• Task description: Starting at the line with "instance of snow-covered" and continuing through the last of the rows, rewrite those lines with "bounding box" changed to "bounding rectangle", leaving everything else as it is.

• Provided material:

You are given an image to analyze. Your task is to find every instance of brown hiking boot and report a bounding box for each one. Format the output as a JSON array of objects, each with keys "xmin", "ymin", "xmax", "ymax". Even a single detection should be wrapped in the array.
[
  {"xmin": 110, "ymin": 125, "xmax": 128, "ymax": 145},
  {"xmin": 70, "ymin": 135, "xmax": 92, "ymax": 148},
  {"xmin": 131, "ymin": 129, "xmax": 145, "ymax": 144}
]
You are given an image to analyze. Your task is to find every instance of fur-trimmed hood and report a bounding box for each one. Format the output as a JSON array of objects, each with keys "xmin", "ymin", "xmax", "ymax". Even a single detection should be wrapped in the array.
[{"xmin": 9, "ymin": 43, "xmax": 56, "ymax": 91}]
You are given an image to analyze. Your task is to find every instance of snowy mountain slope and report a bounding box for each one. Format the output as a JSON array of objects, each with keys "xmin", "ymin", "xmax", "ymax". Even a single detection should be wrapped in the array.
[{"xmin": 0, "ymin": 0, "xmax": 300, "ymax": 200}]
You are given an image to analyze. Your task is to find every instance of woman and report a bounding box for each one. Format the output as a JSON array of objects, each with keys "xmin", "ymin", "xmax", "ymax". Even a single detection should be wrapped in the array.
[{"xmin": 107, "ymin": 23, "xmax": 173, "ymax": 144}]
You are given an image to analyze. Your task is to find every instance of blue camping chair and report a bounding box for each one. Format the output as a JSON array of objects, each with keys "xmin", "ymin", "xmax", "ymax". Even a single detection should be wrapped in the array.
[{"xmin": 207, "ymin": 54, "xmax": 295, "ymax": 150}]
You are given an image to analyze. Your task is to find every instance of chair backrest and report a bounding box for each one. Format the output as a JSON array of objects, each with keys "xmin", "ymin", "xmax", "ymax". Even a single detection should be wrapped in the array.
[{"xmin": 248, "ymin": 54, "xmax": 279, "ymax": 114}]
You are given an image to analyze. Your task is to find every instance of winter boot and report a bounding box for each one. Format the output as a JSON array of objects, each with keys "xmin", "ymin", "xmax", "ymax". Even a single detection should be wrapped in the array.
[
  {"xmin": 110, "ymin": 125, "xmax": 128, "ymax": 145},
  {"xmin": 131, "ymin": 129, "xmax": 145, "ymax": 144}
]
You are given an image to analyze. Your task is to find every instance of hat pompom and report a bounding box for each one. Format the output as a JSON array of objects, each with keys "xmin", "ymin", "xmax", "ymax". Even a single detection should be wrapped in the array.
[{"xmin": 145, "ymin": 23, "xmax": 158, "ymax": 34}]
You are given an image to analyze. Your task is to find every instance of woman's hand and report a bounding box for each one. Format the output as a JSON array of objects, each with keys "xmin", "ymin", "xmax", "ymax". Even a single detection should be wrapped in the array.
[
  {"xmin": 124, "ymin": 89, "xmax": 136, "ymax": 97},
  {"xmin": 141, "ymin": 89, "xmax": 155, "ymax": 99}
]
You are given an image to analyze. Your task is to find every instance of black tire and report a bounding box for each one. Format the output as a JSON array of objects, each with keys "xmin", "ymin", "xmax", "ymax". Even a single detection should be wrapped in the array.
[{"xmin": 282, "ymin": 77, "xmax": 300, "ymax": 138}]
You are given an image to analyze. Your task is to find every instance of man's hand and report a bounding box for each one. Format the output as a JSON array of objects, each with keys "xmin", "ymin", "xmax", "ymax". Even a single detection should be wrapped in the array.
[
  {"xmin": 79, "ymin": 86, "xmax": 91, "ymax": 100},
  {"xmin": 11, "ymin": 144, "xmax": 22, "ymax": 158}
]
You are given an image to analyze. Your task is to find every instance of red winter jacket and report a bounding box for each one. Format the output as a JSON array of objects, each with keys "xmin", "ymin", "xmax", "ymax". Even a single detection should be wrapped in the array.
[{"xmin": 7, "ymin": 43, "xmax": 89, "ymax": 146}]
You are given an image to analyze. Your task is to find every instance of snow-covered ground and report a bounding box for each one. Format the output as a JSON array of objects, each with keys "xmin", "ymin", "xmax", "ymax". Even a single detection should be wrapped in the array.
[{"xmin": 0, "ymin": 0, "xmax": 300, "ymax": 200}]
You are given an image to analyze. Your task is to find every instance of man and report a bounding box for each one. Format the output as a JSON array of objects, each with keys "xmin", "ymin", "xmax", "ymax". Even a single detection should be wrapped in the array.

• Output for this task:
You are given an image to analyze. Your task is to find every instance of snow-covered ground and report a bounding rectangle for each one. Format the output as a JSON array of objects, each with keys "xmin", "ymin", "xmax", "ymax". Even a single detection should be wrapped in the array.
[{"xmin": 0, "ymin": 0, "xmax": 300, "ymax": 200}]
You are given an image to analyze. Your task is to find every instance of man and report a bounding rectangle for each one. Format the output as a JSON array of objects, each with keys "xmin", "ymin", "xmax", "ymax". Even a single detection should be wrapped in the array.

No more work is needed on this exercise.